> Work required
Type the records out again in full, exactly.

> Recorded data
---

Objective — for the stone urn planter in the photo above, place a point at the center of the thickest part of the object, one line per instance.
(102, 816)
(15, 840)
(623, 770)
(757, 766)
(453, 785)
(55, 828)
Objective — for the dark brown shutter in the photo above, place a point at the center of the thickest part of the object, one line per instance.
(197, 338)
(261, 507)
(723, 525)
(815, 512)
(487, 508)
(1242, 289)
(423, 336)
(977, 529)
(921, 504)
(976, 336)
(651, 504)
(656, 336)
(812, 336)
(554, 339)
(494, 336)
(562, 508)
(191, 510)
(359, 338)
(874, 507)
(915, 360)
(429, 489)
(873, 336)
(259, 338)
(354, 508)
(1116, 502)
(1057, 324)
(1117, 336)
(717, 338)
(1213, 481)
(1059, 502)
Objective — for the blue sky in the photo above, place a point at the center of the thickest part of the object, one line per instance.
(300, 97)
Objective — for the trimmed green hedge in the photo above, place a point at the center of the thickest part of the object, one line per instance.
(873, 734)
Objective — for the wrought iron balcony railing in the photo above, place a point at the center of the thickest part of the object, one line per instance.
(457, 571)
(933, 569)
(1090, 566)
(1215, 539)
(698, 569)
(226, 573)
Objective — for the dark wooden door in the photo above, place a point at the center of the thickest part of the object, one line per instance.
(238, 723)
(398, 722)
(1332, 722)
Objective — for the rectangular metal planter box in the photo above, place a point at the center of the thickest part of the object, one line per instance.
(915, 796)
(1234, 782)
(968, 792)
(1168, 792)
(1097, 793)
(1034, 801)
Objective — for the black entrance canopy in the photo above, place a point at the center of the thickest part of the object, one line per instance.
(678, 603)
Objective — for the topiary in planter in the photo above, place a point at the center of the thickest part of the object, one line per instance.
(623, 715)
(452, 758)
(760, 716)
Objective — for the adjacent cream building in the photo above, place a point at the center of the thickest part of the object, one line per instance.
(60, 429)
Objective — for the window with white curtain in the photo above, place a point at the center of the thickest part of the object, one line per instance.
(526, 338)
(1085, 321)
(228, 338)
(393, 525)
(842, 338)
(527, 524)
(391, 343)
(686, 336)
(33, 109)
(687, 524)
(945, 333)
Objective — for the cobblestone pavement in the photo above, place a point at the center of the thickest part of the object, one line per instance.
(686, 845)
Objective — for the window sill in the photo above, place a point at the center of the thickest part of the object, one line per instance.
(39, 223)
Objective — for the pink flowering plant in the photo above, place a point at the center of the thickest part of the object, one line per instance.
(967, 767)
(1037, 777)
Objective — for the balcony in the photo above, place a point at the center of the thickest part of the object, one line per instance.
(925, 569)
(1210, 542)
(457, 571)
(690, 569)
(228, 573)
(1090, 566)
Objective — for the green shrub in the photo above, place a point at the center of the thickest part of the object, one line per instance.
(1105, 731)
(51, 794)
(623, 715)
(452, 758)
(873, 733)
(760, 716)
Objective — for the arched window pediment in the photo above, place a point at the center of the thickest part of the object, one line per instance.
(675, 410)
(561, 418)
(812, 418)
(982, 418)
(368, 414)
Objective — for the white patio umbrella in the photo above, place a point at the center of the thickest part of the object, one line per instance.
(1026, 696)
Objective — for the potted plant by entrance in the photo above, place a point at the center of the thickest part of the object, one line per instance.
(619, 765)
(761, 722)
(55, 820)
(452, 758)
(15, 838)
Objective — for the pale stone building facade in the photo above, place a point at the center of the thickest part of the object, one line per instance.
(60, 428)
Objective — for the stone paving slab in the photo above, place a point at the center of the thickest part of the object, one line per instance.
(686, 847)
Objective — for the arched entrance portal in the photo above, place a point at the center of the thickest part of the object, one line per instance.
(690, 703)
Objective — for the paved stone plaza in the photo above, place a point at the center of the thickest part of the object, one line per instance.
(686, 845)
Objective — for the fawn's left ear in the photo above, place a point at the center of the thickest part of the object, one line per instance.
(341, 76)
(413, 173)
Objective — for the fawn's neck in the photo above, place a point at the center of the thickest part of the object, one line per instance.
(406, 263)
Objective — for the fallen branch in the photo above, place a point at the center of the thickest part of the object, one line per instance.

---

> Exercise solution
Objective — for the stone urn planter in the photo above, place a point at the center of the thickest part of the object, one line per instance.
(102, 816)
(15, 840)
(623, 770)
(757, 766)
(453, 785)
(55, 828)
Objective — for the dark brown shutter in the photo above, place a point at the center of the thickest part of the object, one line per instance.
(197, 338)
(261, 507)
(723, 525)
(815, 512)
(487, 508)
(1242, 289)
(423, 336)
(977, 529)
(921, 504)
(976, 336)
(651, 504)
(656, 336)
(812, 336)
(554, 339)
(494, 336)
(562, 508)
(191, 510)
(359, 338)
(874, 507)
(915, 360)
(429, 489)
(873, 336)
(259, 338)
(354, 508)
(1116, 502)
(1057, 324)
(1117, 336)
(717, 338)
(1213, 481)
(1059, 502)
Objective — for the blue sky in the photo above, place a point at the center of the thickest part of the object, one line per instance.
(300, 97)
Objective — for the trimmed green hedge in the photo above, place a point at the center of the thickest part of the object, one line per instance.
(873, 734)
Objective — for the wrought iron balcony railing in the photo above, place a point at the center of the thickest part of the object, one line per instance.
(457, 571)
(933, 569)
(1090, 566)
(1215, 539)
(698, 569)
(226, 573)
Objective — for the dark wooden door in the photo above, place a point at the center of the thickest part of the object, one line per instance.
(238, 723)
(398, 722)
(1332, 722)
Objective — for the rectangular metal planter box in the photo above, place a point at the center of the thickest part of the object, one line per instance.
(915, 796)
(1234, 782)
(968, 792)
(1168, 792)
(1097, 793)
(1034, 801)
Objective — for the black entrance canopy in the photo above, place a point at the center of the thickest part of the object, one line per instance.
(678, 603)
Objective — for the topiary in planter in the photo above, place a point at the center of the thickest part of the object, one line per instance.
(623, 715)
(452, 758)
(760, 716)
Objective — for the adjacent cream building in the photo above, place a point at the center of the thickest part of the object, one line per instance.
(60, 429)
Objective — for the window with white curtain in the photo above, place a point at the center of the thickest part of the object, one line per instance.
(526, 338)
(1085, 321)
(228, 338)
(393, 525)
(842, 338)
(527, 524)
(391, 343)
(686, 336)
(33, 109)
(687, 524)
(945, 333)
Objective — for the cobblestone pavement in the photo above, place a point at the center of the thickest part of the object, one line per instance.
(686, 845)
Objective — for the window sill in the photo above, place a point at the center of the thickest part of the object, one line per instance.
(39, 223)
Objective — for the pink flowering plant in the photo above, place a point at the center of the thickest part of the object, one line per instance.
(967, 767)
(1037, 777)
Objective — for the balcony in the photo above, place a point at the center of the thickest part of the object, one line per instance.
(925, 569)
(1210, 542)
(457, 571)
(690, 569)
(228, 573)
(1090, 566)
Objective — for the green shrub in the photo above, place a point at the center of the thickest part of the object, one line per instance.
(1105, 731)
(51, 794)
(623, 715)
(452, 758)
(873, 733)
(760, 716)
Objective — for the arched window pediment in the photo above, place a point at the center of the thickest part of the object, one line per instance.
(675, 410)
(561, 418)
(812, 418)
(982, 418)
(368, 414)
Objective — for the white patio umbrella in the photo above, place a point at the center of the thickest part of the object, one line per instance.
(1026, 696)
Objective — for the potted plant by entrance in the photo above, place a point at the center of the thickest part of the object, one line per instance.
(619, 765)
(761, 722)
(55, 820)
(452, 758)
(15, 838)
Objective — for the pale stone building facade in the photo above, place a point at the center of the thickest part of the object, one line per instance.
(60, 428)
Objective — for the stone paving slab in the photo above, place a point at the center of the thickest part of the object, one line per instance.
(686, 847)
Objective — for the arched entrance portal in the photo above, place a point at the center of the thickest part of the object, one line per instance.
(690, 703)
Objective — for the paved stone plaza in the photo above, place a point at the center of the thickest part of the object, one line per instance.
(686, 845)
Objective — for the fawn's left ear in the photo above, place a point at the center of the thickest part of the object, one line per instance.
(341, 76)
(413, 173)
Objective — for the fawn's neck in the photo above, place a point at the center of the thickest part of the object, one line per instance.
(406, 263)
Objective — for the fallen branch in the photo above, place a point at the center of the thickest part of the object, one line per instance.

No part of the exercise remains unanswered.